Problem to solve:
Lay out every line of the entries below as a Markdown table with the columns Row and Line, numbering the rows and dropping blank lines. Leave the pictures out.

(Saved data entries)
■ ■ ■

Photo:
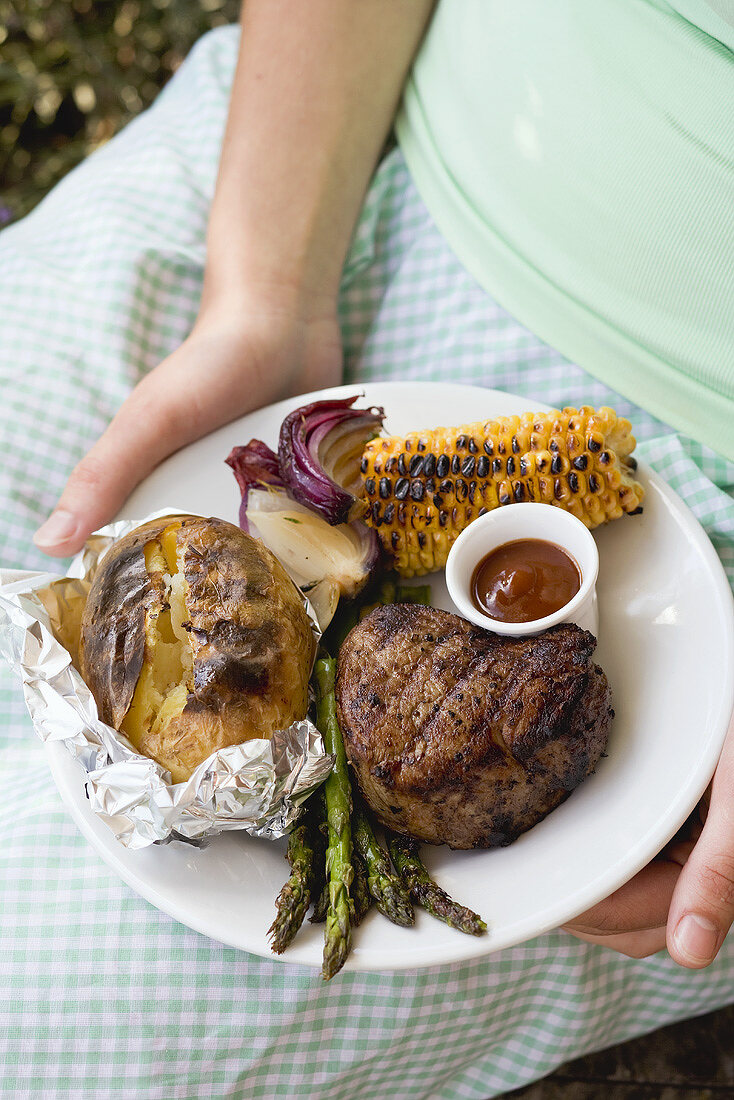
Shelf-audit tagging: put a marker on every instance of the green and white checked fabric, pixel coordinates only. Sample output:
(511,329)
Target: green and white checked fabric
(101,994)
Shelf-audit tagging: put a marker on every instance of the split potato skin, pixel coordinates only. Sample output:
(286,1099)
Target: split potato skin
(194,638)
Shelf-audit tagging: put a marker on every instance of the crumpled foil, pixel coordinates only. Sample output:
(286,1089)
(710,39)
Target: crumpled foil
(258,787)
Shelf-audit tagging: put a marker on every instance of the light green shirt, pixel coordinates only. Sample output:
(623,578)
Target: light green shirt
(579,157)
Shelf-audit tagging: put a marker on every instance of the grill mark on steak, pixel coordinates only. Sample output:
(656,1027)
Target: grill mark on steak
(475,736)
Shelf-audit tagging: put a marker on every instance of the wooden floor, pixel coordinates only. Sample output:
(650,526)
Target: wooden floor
(692,1060)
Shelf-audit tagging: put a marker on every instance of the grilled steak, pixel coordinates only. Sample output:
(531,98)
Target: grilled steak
(463,737)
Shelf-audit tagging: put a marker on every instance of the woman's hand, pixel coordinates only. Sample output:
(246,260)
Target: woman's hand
(237,358)
(313,99)
(685,898)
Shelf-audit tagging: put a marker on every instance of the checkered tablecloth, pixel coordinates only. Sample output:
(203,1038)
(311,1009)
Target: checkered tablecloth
(101,996)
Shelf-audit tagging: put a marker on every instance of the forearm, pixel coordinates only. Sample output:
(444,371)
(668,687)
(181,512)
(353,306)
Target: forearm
(314,96)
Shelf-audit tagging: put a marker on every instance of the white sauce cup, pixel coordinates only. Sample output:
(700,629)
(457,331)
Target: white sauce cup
(510,524)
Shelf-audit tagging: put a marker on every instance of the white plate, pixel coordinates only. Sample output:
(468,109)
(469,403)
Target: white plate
(666,644)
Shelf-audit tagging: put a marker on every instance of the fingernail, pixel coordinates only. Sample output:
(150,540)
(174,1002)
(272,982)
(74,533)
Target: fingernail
(59,527)
(697,937)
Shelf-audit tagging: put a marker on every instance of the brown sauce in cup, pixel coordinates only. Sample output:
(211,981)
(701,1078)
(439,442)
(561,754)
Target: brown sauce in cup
(524,581)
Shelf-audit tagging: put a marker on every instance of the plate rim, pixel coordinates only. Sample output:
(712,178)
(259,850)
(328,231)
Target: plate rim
(467,947)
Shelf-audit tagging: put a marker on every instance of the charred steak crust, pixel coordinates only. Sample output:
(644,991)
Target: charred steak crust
(463,737)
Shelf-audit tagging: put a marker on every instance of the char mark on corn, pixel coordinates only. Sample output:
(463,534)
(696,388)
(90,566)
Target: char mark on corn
(422,490)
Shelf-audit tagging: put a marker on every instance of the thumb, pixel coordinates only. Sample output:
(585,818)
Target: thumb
(173,405)
(702,906)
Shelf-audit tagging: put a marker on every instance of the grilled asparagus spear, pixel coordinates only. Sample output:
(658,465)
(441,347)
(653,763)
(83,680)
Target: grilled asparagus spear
(404,854)
(389,892)
(294,899)
(338,933)
(361,897)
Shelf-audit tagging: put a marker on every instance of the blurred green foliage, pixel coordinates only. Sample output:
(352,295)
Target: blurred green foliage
(74,72)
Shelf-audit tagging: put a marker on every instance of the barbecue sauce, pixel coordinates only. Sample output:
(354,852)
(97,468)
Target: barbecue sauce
(524,581)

■ ■ ■

Written reply:
| Row | Line |
|---|---|
| 1 | Photo: |
| 2 | Shelf-audit tagging: put a marker on every instance of the green and white checked fabric, pixel coordinates only. Sample output: |
| 3 | (511,329) |
| 4 | Target: green and white checked fabric |
| 5 | (101,994) |
| 6 | Shelf-audit tagging: put a marker on every instance of the split potato skin, pixel coordinates only. Sample output: |
| 7 | (286,1099) |
| 8 | Target: split potato skin |
| 9 | (194,638) |
| 10 | Shelf-audit tagging: put a marker on every instance of the crumpled foil, pixel coordinates only. Sample output: |
| 11 | (286,1089) |
| 12 | (710,39) |
| 13 | Target: crumpled foil |
| 14 | (258,787) |
| 15 | Shelf-audit tagging: put a marker on every instance of the light green shirt, pixel coordinates only. Sample output: |
| 16 | (623,578) |
| 17 | Target: light green shirt |
| 18 | (579,157) |
| 19 | Shelf-audit tagging: put a marker on every instance of the grill mark on steak, pixel coordinates only. Sample output: |
| 20 | (656,1027) |
| 21 | Target: grill mark on steak |
| 22 | (475,736) |
| 23 | Shelf-audit tagging: put a marker on every instance of the wooden floor, pixel coordinates only. Sample output: |
| 24 | (650,526) |
| 25 | Target: wooden floor |
| 26 | (692,1060) |
| 27 | Shelf-audit tagging: put a marker on every instance of the grilled steak, pixel coordinates only. Sample output: |
| 28 | (531,98) |
| 29 | Target: grilled steak |
| 30 | (463,737) |
| 31 | Shelf-audit tagging: put a marker on every instance of the woman's hand, pixel coordinates only. Sample output: |
| 32 | (246,260) |
| 33 | Target: woman's hand |
| 34 | (237,358) |
| 35 | (313,99) |
| 36 | (685,898) |
| 37 | Shelf-audit tagging: put a marker on every instance of the checkered tablecloth, pixel coordinates only. Sample output: |
| 38 | (203,1038) |
| 39 | (311,1009) |
| 40 | Target: checkered tablecloth |
| 41 | (101,996) |
| 42 | Shelf-audit tagging: put a marker on every instance of the forearm, pixel coordinates only. Sample output: |
| 43 | (444,371) |
| 44 | (668,687) |
| 45 | (181,512) |
| 46 | (353,306) |
| 47 | Target: forearm |
| 48 | (314,96) |
| 49 | Shelf-audit tagging: put a marker on every instance of the white sauce cup, pixel coordinates only. Sample output: |
| 50 | (700,629) |
| 51 | (457,331) |
| 52 | Target: white sauce cup |
| 53 | (510,524) |
| 54 | Shelf-audit tagging: put a marker on every instance of the white plate, pixel coordinates only. Sample output: |
| 55 | (468,109) |
| 56 | (469,403) |
| 57 | Target: white plate |
| 58 | (666,644) |
| 59 | Shelf-audit tagging: put a marker on every instance of the fingernail, pixel coordinates only. Sample output: |
| 60 | (150,540) |
| 61 | (174,1002) |
| 62 | (272,982) |
| 63 | (74,533) |
| 64 | Target: fingernail |
| 65 | (59,527) |
| 66 | (697,937) |
| 67 | Shelf-audit tagging: put a marker on every instance of the brown sauce in cup, pixel coordinates only. Sample output: |
| 68 | (211,981) |
| 69 | (701,1078) |
| 70 | (439,442) |
| 71 | (561,754) |
| 72 | Target: brown sauce in cup |
| 73 | (524,581) |
| 74 | Shelf-audit tagging: put a marker on every instance of the plate rim, pixel coordinates only. Sample output: |
| 75 | (712,178) |
| 76 | (259,850) |
| 77 | (328,231) |
| 78 | Target: plate rim |
| 79 | (467,947) |
| 80 | Shelf-audit tagging: put a marker on every instance of the charred steak crust, pixel coordinates only. Sample output: |
| 81 | (644,991) |
| 82 | Target: charred steak crust |
| 83 | (463,737) |
| 84 | Shelf-audit tagging: put a marker on every instance of the char mark on corn, pixel coordinates only. Sample output: |
| 85 | (463,534) |
| 86 | (696,388) |
| 87 | (90,566) |
| 88 | Target: char mark on corn |
| 89 | (422,490) |
| 90 | Shelf-audit tagging: put a marker on every instance of the thumb, pixel coordinates only. Sample output: |
| 91 | (585,818) |
| 92 | Target: thumb |
| 93 | (173,405) |
| 94 | (702,906) |
| 95 | Shelf-audit tagging: put a marker on every instance of the grilled asparagus spear, pixel coordinates only. Sample output: |
| 96 | (658,465) |
| 97 | (441,347) |
| 98 | (653,763) |
| 99 | (83,680) |
| 100 | Target: grilled asparagus spear |
| 101 | (404,854) |
| 102 | (389,892) |
| 103 | (294,899) |
| 104 | (338,933) |
| 105 | (361,897) |
| 106 | Shelf-audit tagging: put a marker on every instance of the blurred green foliage, pixel coordinates only. Sample output: |
| 107 | (352,295) |
| 108 | Target: blurred green foliage |
| 109 | (74,72) |
| 110 | Shelf-audit tagging: put a marker on every instance of the barbecue sauce, pixel coordinates only. Sample output: |
| 111 | (354,852) |
| 112 | (97,468) |
| 113 | Target: barbecue sauce |
| 114 | (524,581) |